Exercise →
Go through the entries one line at a time, and gather every line that has the word "window".

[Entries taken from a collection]
--*--

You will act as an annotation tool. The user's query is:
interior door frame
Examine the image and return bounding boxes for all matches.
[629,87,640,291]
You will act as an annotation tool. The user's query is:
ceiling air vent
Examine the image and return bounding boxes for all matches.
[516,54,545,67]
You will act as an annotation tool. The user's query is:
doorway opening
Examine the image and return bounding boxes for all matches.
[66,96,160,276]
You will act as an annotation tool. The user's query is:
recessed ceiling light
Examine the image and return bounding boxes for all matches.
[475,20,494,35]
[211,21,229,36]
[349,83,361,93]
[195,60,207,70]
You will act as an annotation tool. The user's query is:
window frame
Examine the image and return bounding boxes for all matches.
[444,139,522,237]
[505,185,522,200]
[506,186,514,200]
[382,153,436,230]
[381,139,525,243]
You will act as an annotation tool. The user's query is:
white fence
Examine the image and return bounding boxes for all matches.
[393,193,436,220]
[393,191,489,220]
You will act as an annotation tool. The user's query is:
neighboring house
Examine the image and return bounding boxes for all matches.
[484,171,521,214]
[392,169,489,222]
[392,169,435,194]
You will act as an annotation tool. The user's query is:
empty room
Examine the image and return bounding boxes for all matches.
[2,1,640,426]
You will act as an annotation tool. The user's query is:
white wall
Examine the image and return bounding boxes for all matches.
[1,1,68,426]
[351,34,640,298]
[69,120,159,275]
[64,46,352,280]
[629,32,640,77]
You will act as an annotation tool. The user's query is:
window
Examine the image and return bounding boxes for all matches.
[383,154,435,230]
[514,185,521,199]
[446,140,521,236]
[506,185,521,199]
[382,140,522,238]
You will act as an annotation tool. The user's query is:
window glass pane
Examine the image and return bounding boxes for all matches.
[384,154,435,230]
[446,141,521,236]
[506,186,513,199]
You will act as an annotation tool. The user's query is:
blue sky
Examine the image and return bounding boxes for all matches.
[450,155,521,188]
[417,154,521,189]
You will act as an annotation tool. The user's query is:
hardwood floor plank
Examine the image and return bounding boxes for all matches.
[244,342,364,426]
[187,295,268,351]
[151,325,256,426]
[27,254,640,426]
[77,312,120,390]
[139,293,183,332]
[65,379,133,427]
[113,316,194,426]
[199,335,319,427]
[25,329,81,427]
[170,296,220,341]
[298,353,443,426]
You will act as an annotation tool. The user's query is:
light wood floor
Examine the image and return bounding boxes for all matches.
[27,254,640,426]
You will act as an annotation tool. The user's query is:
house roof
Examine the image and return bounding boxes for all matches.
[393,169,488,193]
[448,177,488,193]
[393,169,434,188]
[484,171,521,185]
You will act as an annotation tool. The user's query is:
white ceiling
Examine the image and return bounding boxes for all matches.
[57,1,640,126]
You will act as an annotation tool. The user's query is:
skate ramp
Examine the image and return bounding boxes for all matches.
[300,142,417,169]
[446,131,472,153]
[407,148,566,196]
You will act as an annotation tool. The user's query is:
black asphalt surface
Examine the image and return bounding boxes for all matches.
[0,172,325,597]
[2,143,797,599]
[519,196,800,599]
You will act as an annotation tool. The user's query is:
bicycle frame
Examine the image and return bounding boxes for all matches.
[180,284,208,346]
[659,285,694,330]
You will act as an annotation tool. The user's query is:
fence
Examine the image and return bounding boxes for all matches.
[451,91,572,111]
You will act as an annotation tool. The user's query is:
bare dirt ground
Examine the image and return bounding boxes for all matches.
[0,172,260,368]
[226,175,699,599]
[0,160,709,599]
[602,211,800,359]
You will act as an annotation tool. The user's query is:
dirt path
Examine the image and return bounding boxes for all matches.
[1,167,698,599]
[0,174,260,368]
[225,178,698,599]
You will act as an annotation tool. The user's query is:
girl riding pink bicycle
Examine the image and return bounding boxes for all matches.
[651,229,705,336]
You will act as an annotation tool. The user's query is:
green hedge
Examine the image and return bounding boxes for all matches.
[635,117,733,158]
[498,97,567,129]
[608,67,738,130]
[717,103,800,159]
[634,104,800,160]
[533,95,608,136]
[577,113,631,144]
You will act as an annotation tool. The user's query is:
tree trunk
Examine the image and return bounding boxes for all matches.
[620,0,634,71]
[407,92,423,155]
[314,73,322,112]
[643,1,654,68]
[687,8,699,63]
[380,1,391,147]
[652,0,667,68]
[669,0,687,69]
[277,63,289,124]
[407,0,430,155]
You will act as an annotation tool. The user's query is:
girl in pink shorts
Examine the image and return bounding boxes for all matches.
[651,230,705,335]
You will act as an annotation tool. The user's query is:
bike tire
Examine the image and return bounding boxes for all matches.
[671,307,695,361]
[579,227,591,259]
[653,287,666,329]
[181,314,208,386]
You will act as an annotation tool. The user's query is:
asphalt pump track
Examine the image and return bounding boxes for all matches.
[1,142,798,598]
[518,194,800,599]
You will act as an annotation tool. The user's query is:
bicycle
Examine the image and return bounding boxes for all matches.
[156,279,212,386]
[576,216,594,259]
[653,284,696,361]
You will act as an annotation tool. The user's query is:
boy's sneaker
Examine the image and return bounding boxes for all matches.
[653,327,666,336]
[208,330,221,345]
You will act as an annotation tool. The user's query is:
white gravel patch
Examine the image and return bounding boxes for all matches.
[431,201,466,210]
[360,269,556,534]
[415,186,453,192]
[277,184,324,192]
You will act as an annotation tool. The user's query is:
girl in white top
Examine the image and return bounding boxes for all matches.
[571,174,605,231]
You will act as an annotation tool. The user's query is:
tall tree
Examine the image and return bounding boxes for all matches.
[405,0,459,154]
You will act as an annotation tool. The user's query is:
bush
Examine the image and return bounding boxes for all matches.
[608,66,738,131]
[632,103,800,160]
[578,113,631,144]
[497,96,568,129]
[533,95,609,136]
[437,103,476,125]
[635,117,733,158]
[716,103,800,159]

--*--

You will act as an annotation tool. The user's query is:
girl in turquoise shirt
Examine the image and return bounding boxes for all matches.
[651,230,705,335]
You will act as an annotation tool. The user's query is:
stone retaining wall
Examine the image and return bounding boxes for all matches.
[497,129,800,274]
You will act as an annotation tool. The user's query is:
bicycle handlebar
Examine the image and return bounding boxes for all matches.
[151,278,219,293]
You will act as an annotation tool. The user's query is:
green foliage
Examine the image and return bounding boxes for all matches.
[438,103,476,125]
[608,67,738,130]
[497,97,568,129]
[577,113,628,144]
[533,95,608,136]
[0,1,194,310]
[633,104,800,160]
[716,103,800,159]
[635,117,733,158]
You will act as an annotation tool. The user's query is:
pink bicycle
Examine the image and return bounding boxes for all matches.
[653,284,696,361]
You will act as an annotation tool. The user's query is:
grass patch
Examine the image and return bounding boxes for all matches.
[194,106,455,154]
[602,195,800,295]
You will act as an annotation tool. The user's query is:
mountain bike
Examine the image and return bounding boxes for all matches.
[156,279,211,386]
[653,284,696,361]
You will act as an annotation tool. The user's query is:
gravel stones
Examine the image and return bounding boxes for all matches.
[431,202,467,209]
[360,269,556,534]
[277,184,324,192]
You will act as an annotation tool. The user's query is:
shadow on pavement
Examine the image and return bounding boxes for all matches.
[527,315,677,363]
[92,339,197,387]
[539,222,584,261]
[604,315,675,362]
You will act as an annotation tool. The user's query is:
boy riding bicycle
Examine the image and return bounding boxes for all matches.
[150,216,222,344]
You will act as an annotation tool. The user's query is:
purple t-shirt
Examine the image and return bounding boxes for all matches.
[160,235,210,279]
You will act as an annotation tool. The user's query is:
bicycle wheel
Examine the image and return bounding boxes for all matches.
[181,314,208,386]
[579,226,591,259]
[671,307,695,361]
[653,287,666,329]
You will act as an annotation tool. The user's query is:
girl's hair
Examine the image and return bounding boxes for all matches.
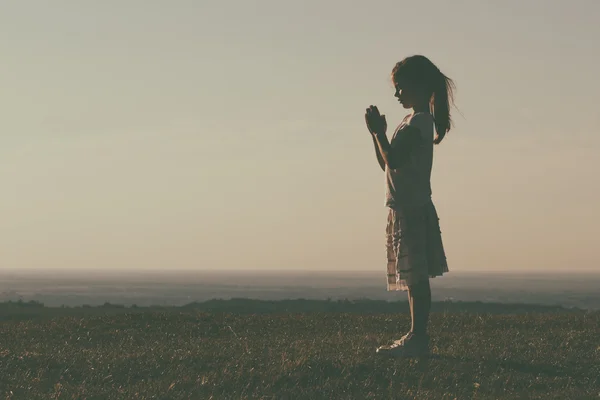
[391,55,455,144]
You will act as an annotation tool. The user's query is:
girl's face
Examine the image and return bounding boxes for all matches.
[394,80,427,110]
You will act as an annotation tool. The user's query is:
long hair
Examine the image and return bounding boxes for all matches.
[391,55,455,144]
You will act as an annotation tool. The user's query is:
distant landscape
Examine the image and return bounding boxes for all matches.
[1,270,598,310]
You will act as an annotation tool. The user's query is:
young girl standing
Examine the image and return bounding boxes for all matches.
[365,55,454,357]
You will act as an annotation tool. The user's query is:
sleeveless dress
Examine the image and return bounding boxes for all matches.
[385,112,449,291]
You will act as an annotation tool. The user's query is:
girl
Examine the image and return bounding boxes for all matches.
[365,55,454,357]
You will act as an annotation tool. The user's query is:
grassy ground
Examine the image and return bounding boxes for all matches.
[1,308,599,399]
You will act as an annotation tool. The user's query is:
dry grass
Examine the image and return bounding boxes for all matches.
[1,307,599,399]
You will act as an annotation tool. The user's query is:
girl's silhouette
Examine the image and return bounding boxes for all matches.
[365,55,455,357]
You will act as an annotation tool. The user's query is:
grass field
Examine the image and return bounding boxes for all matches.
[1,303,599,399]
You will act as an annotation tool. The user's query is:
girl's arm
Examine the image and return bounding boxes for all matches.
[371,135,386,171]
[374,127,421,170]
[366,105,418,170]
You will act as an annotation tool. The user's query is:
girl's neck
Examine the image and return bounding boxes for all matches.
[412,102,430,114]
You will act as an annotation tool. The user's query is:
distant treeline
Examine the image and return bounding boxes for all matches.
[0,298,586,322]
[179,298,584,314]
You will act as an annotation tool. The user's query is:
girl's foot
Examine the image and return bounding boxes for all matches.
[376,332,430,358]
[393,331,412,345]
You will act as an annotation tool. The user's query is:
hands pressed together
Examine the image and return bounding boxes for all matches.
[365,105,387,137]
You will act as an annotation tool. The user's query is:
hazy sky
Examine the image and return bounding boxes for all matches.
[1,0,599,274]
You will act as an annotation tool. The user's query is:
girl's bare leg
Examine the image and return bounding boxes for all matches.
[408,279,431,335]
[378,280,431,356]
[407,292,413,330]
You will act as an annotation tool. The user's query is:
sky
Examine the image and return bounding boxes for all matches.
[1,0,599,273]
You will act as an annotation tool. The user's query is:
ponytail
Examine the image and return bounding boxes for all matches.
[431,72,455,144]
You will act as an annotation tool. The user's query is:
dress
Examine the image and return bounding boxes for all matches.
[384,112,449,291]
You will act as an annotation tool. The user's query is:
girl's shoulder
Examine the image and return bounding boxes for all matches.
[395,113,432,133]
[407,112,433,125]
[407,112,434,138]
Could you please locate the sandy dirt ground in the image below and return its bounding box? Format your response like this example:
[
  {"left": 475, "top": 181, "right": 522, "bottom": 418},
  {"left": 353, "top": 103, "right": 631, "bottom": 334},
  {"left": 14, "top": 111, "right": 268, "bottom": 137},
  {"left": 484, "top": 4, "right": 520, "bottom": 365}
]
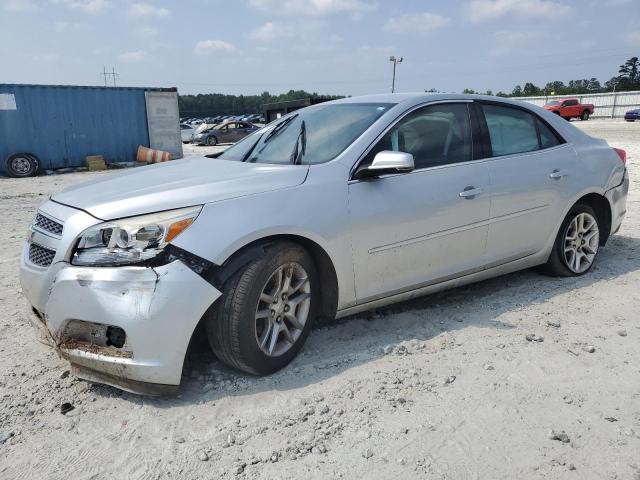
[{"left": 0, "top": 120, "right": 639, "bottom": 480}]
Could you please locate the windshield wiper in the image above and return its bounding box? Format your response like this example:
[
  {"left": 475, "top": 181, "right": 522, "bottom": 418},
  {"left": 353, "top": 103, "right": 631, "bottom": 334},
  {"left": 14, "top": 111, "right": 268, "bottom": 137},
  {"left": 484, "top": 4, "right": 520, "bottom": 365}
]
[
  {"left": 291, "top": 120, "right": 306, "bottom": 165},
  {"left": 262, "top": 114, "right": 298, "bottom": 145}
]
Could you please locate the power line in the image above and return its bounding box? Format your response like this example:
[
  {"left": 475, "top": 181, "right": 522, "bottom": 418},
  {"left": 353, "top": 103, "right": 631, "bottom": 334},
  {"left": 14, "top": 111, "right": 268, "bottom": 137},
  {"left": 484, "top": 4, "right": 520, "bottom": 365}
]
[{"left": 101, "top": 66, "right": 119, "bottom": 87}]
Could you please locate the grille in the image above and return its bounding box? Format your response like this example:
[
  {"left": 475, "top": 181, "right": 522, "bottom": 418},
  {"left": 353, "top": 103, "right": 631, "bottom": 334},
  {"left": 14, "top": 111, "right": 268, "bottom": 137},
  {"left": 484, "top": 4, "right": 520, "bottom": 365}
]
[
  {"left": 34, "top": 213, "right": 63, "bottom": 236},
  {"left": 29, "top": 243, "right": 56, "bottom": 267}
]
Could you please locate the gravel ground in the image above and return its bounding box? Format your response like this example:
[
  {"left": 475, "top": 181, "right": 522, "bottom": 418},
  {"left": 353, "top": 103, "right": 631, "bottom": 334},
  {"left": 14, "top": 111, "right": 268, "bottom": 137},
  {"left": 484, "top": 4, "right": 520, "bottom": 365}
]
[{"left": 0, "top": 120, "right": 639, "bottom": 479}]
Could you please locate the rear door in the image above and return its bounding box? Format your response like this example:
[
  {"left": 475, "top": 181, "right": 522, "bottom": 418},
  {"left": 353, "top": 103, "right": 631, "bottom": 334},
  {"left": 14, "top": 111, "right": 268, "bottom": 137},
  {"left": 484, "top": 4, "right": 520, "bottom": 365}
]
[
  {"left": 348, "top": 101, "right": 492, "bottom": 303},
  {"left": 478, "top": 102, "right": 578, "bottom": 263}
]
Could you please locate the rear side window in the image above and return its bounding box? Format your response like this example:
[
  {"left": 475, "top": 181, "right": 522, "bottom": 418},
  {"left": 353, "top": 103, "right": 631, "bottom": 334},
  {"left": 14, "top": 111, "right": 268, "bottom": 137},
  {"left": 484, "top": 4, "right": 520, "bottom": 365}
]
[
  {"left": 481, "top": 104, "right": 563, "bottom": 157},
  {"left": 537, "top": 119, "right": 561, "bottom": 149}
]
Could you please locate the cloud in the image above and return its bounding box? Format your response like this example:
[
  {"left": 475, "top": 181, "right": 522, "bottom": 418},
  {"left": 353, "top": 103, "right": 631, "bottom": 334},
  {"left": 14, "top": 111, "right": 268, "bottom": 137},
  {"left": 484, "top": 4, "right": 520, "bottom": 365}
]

--*--

Response →
window frame
window
window glass pane
Could you please locate the rear side window in the image above and return its bounding box? Format your response like this example:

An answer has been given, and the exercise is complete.